Cannibal Corpse - Violence Unimagined: This album isn't actually bad really, but I do think it signals a future that I'm really not interested in for the band.  Obviously, Pat is out of the band after his mental break a few years ago, and to the surprise of nobody he wound up replaced by Erik Rutan, who is a perfect fit based on chemistry alone.  The problem I have is that Erik's writing is just far less interesting than Pat's, despite being a perfectly capable guitarist.  Pat's songs had a more manic and technical edge that nobody really brings to the band anymore, so now their fifteenth album here is one of the very few where I really have no counter to the "it all sounds the same" criticism they normally get.  It's not a bad album, but they've homogenized their sound even more and I think it's time to admit they'll never be truly great again.

Running Wild - Blood on Blood: Normally, since it hasn't been the early 90s for nearly thirty years now, I wouldn't have any expectations to dash in the first place when it comes to Running Wild.  But I do admit, there was a part of me that was genuinely excited to hear this after Rapid Foray was so surprisingly decent.  Neither I nor any other self respecting metalhead was expecting them to crank out another Death or Glory or Pile of Skulls after 40+ years, but after surprising everybody last time, Rolf put on his best songwriting cap and instead cranked out the most boring and inconsequential album in Running Wild history, which is no small feat considering that history contains shit like Resilient.  Guess it was a fluke after all.

Grave Miasma - Abyss of Wrathful Deities: I only managed like five or six reviews all year as it is, one of them was for Grave Miasma, and at the end of the year I still forgot that I had even listened to this in the first place.  Just very, very, very dull for a band that carries a ton of clout.

Chainsword - Blightmarch: At this point I'm just convinced that whatever intangible chemistry that made Bolt Thrower work so well is completely impossible to recapture, because every single band I've listened to that has tried to replicate their formula has wound up being mind-drainingly uninteresting and Chainsword is no exception.

- Extracted material:
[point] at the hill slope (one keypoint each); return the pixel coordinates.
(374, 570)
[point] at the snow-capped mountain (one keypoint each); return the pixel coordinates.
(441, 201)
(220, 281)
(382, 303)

- Instructions for the task:
Pick up the metal album reviews after their last sentence and keep writing in the same voice.

- Answer to this exercise:
Enforced - Kill Grid:  This was hyped as the undisputed thrash king of the year and the worthy successor to Power Trip's throne after Riley Gale's untimely death.  It wound up being the okayest album of the year.

Iron Maiden - Senjutsu: Is it really a disappointment if I knew it was going to be the same album they've been rewriting since 2000 with the exact same problems they've had since 2000 with the seventh-power diminished returns since 2000?  I get that Maiden is one of the most legendary bands in the genre but fuckin' hell metal media has really been keeping their heads above water by desperately clinging onto bloated, waterlogged corpses like this one.  They need to move the fuck on and cut the dinosaur show already.  In no universe can I comprehend somebody listening to this shambling shadow of an album and thinking "Yo this fuckin SLAPS" while eagerly voting it as AOTY.  Guys, it is completely okay to revere the classics while admitting that the band hasn't truly been great in decades.


And that's all for 2021!  I've been trying to temper how much I personify years in recent months because it's very frustrating how instead of class consciousness we all get mad at abstract shit like years instead of lighting our bosses on fire, but regardless I hope this last cycle was good for you.  There's a blizzard heading towards my hometown right now so I'm gonna just hole up for the next few days and catch y'all on the flipside.  I promise I'll write more in 2022.  Toodles!